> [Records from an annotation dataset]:
'''

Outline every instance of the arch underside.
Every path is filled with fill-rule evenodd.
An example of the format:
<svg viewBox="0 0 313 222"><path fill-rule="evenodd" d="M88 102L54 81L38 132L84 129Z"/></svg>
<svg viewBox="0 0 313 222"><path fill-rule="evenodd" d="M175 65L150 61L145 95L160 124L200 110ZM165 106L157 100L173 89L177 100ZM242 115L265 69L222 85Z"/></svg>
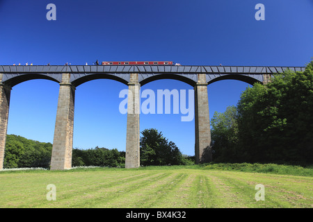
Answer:
<svg viewBox="0 0 313 222"><path fill-rule="evenodd" d="M216 75L214 75L216 76ZM207 76L207 82L208 85L222 80L236 80L242 82L247 83L248 84L252 85L255 83L263 83L263 76L257 75L257 76L250 76L246 74L220 74L218 76L214 76L215 78L210 78L210 76Z"/></svg>
<svg viewBox="0 0 313 222"><path fill-rule="evenodd" d="M46 79L58 83L62 80L61 74L4 74L2 78L2 83L11 87L23 82L34 79Z"/></svg>
<svg viewBox="0 0 313 222"><path fill-rule="evenodd" d="M174 79L184 82L194 87L197 83L197 75L191 74L139 74L138 80L141 86L154 80L161 79Z"/></svg>
<svg viewBox="0 0 313 222"><path fill-rule="evenodd" d="M129 75L127 74L72 74L71 76L71 83L75 87L84 83L96 79L111 79L125 85L127 85L129 81Z"/></svg>
<svg viewBox="0 0 313 222"><path fill-rule="evenodd" d="M263 76L249 75L249 74L207 74L207 82L208 84L215 83L222 80L237 80L250 85L255 83L263 82ZM6 85L13 87L19 83L25 82L33 79L46 79L50 80L58 83L62 81L61 74L5 74L2 78L2 83ZM120 83L127 85L129 82L129 74L106 74L106 73L96 73L96 74L77 74L72 73L71 74L71 83L74 87L86 82L96 80L96 79L111 79ZM141 86L161 79L173 79L194 87L198 82L198 76L195 74L138 74L138 82Z"/></svg>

'''

> [Job]: Copy the data from its start through the line containing "102L54 81L38 132L84", and switch "arch underside" to "window frame". Keep everything else the same.

> [Exercise answer]:
Outline every instance of the window frame.
Every path is filled with fill-rule evenodd.
An example of the format:
<svg viewBox="0 0 313 222"><path fill-rule="evenodd" d="M88 102L54 81L38 132L84 129Z"/></svg>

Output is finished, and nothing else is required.